What you will do
Turn every line of the entries below into a JSON list of strings, one string per line, leaving out any blank lines.

Data shown
────────────────────────────────────────
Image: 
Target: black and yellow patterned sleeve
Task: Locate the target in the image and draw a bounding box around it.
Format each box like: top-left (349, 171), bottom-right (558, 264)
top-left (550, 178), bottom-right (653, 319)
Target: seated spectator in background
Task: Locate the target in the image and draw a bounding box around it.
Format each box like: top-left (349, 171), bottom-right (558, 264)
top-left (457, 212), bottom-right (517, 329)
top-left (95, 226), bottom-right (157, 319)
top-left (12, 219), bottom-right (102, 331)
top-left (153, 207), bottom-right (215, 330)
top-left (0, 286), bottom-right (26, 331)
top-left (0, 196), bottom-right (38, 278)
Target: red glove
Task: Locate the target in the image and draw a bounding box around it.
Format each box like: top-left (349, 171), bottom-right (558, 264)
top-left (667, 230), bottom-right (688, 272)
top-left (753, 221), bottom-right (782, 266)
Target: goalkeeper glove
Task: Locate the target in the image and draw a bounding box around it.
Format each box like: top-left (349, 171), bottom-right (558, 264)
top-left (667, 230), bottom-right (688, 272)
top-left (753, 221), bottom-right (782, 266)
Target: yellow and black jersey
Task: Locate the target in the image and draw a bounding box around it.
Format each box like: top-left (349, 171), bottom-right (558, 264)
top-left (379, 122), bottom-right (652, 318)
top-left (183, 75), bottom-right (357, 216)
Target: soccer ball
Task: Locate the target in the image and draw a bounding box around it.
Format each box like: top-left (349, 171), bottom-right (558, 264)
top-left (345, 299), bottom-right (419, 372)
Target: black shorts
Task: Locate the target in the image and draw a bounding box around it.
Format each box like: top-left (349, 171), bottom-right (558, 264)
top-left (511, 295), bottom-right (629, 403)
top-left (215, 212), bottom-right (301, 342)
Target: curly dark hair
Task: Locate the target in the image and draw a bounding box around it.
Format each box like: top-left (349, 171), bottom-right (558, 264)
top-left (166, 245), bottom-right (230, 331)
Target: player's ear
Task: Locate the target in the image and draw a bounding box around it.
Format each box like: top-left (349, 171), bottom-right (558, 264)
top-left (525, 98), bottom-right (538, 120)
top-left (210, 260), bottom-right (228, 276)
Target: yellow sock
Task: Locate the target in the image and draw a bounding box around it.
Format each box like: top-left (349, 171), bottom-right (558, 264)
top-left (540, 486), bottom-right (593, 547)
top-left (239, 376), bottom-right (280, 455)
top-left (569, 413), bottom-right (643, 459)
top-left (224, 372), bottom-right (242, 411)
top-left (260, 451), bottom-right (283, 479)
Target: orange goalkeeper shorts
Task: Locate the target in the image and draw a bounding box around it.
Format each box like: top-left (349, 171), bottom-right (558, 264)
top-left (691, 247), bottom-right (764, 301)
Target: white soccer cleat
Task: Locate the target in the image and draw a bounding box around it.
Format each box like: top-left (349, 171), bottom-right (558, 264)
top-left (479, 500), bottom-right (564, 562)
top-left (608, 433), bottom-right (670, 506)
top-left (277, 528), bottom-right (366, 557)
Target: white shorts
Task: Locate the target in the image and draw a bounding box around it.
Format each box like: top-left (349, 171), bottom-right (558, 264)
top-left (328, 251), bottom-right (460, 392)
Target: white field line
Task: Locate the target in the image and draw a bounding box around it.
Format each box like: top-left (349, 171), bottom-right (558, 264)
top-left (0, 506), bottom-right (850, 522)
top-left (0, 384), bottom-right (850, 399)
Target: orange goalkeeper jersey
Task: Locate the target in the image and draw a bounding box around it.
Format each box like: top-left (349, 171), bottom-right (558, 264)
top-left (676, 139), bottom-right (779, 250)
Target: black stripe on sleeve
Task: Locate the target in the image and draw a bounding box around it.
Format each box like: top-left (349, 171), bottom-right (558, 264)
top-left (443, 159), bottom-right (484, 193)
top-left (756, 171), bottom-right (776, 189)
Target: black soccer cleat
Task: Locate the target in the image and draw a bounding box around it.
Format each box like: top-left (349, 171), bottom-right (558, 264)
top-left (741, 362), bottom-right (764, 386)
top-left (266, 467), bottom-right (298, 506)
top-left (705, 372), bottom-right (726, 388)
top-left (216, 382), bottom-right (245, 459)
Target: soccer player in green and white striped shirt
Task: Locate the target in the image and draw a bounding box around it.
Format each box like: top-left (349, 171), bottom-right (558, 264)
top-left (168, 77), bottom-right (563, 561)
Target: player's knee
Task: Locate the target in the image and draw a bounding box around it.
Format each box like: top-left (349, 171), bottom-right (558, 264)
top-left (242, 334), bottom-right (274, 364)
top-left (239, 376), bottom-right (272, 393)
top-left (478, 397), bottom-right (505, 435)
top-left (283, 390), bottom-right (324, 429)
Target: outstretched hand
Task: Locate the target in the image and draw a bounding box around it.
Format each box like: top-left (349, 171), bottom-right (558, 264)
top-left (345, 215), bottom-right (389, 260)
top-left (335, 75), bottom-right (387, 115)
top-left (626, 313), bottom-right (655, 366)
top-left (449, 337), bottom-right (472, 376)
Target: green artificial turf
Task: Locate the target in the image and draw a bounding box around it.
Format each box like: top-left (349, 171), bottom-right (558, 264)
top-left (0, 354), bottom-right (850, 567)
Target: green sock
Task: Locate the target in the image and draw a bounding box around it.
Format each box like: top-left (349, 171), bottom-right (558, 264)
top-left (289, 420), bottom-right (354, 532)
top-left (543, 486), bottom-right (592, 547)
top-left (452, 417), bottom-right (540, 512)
────────────────────────────────────────
The output
[
  "Image: ",
  "Target: black and yellow patterned sleeve",
  "Task: Locate the target in the image and draw a bounding box around it.",
  "Format each box like: top-left (349, 171), bottom-right (558, 264)",
  "top-left (550, 178), bottom-right (653, 319)",
  "Target: seated spectator in background",
  "Task: Locate the target in the image and draw a bounding box around it.",
  "Format each box like: top-left (349, 171), bottom-right (558, 264)",
  "top-left (457, 212), bottom-right (517, 329)",
  "top-left (95, 226), bottom-right (157, 319)",
  "top-left (12, 219), bottom-right (102, 331)",
  "top-left (153, 207), bottom-right (215, 330)",
  "top-left (0, 286), bottom-right (26, 331)",
  "top-left (0, 196), bottom-right (38, 278)",
  "Target: red glove",
  "Task: Locate the target in the image and draw a bounding box around it.",
  "Format each box like: top-left (349, 171), bottom-right (558, 264)",
  "top-left (667, 230), bottom-right (688, 272)",
  "top-left (753, 221), bottom-right (782, 266)",
  "Target: goalkeeper glove",
  "Task: Locate the target in the image and draw a bounding box around it.",
  "Format each box like: top-left (349, 171), bottom-right (558, 264)",
  "top-left (667, 230), bottom-right (688, 272)",
  "top-left (753, 221), bottom-right (782, 266)",
  "Target: yellow and black jersey",
  "Task: Locate the target in the image and draw a bounding box around it.",
  "Format each box like: top-left (349, 171), bottom-right (558, 264)",
  "top-left (379, 122), bottom-right (652, 318)",
  "top-left (183, 75), bottom-right (357, 216)",
  "Target: soccer ball",
  "Task: Locate the target in the image and draw a bounding box around it.",
  "Format each box like: top-left (349, 171), bottom-right (558, 264)",
  "top-left (345, 299), bottom-right (419, 372)",
  "Target: black shorts",
  "Task: Locate the target in the image and draw a bounding box around it.",
  "Format each box like: top-left (349, 171), bottom-right (558, 264)",
  "top-left (511, 295), bottom-right (629, 403)",
  "top-left (215, 212), bottom-right (301, 342)",
  "Target: curly dark hair",
  "Task: Locate the target in the image and draw a bounding box around it.",
  "Format each box like: top-left (349, 171), bottom-right (558, 264)",
  "top-left (166, 245), bottom-right (230, 331)",
  "Target: player's ear",
  "Task: Locate the target in the image and draw a bounding box around it.",
  "Format each box like: top-left (349, 171), bottom-right (558, 264)",
  "top-left (525, 98), bottom-right (538, 120)",
  "top-left (210, 260), bottom-right (228, 276)",
  "Target: yellow sock",
  "Task: Locate the target in the image and draw a bounding box around it.",
  "Format each box like: top-left (349, 171), bottom-right (558, 264)",
  "top-left (540, 486), bottom-right (593, 547)",
  "top-left (239, 376), bottom-right (280, 455)",
  "top-left (569, 413), bottom-right (643, 459)",
  "top-left (224, 372), bottom-right (242, 411)",
  "top-left (260, 451), bottom-right (283, 479)",
  "Target: orange goalkeeper shorts",
  "Task: Locate the target in the image and draw a bounding box around it.",
  "Format each box like: top-left (349, 171), bottom-right (558, 264)",
  "top-left (691, 247), bottom-right (764, 301)",
  "Target: white soccer cleat",
  "Task: Locate the target in the image and draw a bounding box around it.",
  "Format each box like: top-left (349, 171), bottom-right (558, 264)",
  "top-left (479, 500), bottom-right (564, 562)",
  "top-left (608, 433), bottom-right (670, 506)",
  "top-left (277, 528), bottom-right (366, 557)",
  "Target: white shorts",
  "Task: Locate the target in the image and draw a bounding box around it.",
  "Format each box like: top-left (349, 171), bottom-right (558, 264)",
  "top-left (328, 251), bottom-right (460, 392)",
  "Target: white field line",
  "Task: Locate the target in the image and draw a bounding box around it.",
  "Format each box like: top-left (349, 171), bottom-right (558, 264)",
  "top-left (0, 506), bottom-right (850, 522)",
  "top-left (0, 384), bottom-right (850, 399)",
  "Target: orange goalkeeper jersey",
  "Task: Locate the target in the image and draw a bounding box around it.",
  "Format each box like: top-left (349, 171), bottom-right (558, 264)",
  "top-left (676, 139), bottom-right (779, 250)",
  "Target: black stripe on sleeve",
  "Task: Locate the target in the image and draw a bounding box around it.",
  "Format each box like: top-left (349, 171), bottom-right (558, 264)",
  "top-left (443, 159), bottom-right (484, 193)",
  "top-left (756, 171), bottom-right (776, 189)",
  "Target: black soccer cleat",
  "Task: Locate the target in the image and draw a bounding box around it.",
  "Format each box like: top-left (349, 171), bottom-right (558, 264)",
  "top-left (741, 362), bottom-right (764, 386)",
  "top-left (266, 467), bottom-right (298, 506)",
  "top-left (705, 372), bottom-right (726, 388)",
  "top-left (216, 382), bottom-right (245, 459)",
  "Target: soccer player in green and white striped shirt",
  "Task: Locate the target in the image and draw a bounding box around it.",
  "Format each box like: top-left (349, 171), bottom-right (558, 264)",
  "top-left (168, 77), bottom-right (563, 561)",
  "Target: player's knee",
  "Task: Locate the target in the image and draw a bounding box around it.",
  "Format each box like: top-left (349, 171), bottom-right (558, 264)",
  "top-left (242, 334), bottom-right (274, 364)",
  "top-left (239, 376), bottom-right (272, 393)",
  "top-left (478, 397), bottom-right (505, 435)",
  "top-left (283, 390), bottom-right (324, 429)",
  "Target: outstretched hand",
  "Task: Locate the target in the image and draw a bounding box around it.",
  "Format each box like: top-left (349, 171), bottom-right (558, 264)",
  "top-left (345, 215), bottom-right (389, 260)",
  "top-left (335, 75), bottom-right (387, 115)",
  "top-left (626, 313), bottom-right (655, 366)",
  "top-left (449, 337), bottom-right (472, 376)",
  "Target: green artificial turf",
  "Task: Locate the target in the image and draw a bounding box around it.",
  "Format each box like: top-left (349, 171), bottom-right (558, 264)",
  "top-left (0, 354), bottom-right (850, 567)",
  "Target: green sock",
  "Task: Locate the target in the image and draw a bounding box around it.",
  "Format each box like: top-left (349, 171), bottom-right (558, 264)",
  "top-left (289, 420), bottom-right (354, 532)",
  "top-left (543, 486), bottom-right (592, 547)",
  "top-left (452, 417), bottom-right (540, 512)"
]